-------- Task input

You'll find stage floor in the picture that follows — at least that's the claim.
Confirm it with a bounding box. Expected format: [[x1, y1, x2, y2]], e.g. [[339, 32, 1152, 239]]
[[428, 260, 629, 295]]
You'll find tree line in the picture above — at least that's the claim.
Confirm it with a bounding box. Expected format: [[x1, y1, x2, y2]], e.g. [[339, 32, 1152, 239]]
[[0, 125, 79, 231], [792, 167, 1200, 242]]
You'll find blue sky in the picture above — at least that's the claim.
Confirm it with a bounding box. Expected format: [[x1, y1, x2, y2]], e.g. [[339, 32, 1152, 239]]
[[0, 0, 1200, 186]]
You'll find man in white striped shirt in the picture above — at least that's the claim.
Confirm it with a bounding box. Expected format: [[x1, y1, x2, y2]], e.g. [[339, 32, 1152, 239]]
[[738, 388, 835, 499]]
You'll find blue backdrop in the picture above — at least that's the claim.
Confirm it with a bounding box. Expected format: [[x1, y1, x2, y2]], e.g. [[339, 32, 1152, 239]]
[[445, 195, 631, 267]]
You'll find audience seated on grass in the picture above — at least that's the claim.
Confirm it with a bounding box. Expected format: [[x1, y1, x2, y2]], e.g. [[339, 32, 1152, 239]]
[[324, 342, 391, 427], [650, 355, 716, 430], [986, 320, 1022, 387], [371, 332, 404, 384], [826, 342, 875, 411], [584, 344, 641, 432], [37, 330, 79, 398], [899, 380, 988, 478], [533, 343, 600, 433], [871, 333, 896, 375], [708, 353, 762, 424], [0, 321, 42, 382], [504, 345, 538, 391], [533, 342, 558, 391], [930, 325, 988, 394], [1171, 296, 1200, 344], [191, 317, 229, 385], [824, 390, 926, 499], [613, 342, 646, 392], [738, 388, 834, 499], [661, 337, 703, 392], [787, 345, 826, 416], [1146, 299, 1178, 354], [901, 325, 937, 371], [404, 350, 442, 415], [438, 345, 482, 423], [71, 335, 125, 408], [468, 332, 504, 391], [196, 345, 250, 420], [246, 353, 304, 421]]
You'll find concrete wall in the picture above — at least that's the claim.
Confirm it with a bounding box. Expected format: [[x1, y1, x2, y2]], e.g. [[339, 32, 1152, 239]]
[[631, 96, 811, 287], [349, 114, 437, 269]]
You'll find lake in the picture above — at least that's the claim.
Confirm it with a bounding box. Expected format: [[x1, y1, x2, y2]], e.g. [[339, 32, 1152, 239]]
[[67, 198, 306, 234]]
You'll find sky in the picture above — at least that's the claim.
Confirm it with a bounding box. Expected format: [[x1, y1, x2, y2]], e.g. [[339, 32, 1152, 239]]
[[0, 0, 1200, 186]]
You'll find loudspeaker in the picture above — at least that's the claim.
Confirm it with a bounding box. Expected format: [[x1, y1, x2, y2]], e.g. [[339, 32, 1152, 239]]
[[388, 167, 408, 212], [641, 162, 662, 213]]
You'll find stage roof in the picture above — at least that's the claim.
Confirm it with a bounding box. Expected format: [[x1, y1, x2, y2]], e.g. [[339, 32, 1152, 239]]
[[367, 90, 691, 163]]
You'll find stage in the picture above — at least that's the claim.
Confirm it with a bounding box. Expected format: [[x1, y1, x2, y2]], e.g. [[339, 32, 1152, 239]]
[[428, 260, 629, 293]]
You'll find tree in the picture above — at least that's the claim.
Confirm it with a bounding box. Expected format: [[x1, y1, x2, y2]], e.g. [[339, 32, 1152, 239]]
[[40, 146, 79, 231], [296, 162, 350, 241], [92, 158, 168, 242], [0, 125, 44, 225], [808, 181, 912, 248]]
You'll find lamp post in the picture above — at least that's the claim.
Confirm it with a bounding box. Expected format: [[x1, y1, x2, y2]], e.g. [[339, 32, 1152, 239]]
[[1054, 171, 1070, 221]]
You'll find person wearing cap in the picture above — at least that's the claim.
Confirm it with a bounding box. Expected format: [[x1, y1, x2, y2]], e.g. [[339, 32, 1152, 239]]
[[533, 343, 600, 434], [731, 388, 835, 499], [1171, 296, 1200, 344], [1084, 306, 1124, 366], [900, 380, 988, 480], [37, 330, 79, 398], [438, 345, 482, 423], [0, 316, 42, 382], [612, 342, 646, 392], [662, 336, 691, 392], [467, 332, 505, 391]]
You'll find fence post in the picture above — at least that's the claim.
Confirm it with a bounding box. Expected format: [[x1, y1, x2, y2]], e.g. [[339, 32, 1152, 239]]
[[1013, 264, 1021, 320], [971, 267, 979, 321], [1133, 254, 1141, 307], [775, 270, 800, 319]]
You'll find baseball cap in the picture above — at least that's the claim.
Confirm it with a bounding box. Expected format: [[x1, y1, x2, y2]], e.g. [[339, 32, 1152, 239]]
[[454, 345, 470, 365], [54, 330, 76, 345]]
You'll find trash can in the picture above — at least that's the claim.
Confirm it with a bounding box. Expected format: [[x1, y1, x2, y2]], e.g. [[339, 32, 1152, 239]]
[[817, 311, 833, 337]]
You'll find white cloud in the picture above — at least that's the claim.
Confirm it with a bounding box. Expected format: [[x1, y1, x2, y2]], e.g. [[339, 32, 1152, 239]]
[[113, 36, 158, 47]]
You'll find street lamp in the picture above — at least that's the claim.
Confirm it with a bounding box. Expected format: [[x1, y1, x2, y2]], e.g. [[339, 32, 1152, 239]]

----------------

Output the material from the line containing "You'll find lamp" up to and including the line containing "[[454, 345, 470, 365], [54, 330, 76, 345]]" as a Markdown table with the columns Row and Line. Number each line in the Row column and omit any blank lines.

| Row | Line |
|---|---|
| 1 | You'll find lamp post in the picture above — at least that's the claim. |
| 2 | Confirm it with a bounding box. Expected format: [[x1, y1, x2, y2]], e.g. [[339, 32, 1152, 239]] |
| 3 | [[1054, 171, 1070, 221]] |
| 4 | You'll find person wearing cap in the picture above — at least that's the claim. |
| 5 | Confirm it with a bounding box. Expected format: [[x1, y1, x2, y2]], e.g. [[339, 32, 1152, 239]] |
| 6 | [[533, 343, 600, 434], [731, 388, 835, 499], [1171, 296, 1200, 344], [1084, 306, 1124, 366], [900, 380, 988, 480], [37, 330, 79, 398], [438, 345, 482, 423], [0, 316, 42, 382], [612, 342, 646, 392], [662, 336, 691, 392], [467, 332, 505, 391]] |
| 7 | You'll find fence post in the picture above — at least that's the claim. |
| 8 | Confirm it with a bounding box. Expected format: [[x1, y1, x2, y2]], e.g. [[339, 32, 1152, 239]] |
| 9 | [[1013, 264, 1021, 320], [971, 267, 979, 321], [1133, 254, 1141, 307], [775, 270, 800, 319]] |
| 10 | You'll find baseball cap in the picture above — at least that's the claim. |
| 11 | Confirm it with a bounding box. Expected format: [[x1, y1, x2, y2]], e.g. [[339, 32, 1152, 239]] |
| 12 | [[454, 345, 470, 365], [54, 330, 76, 345]] |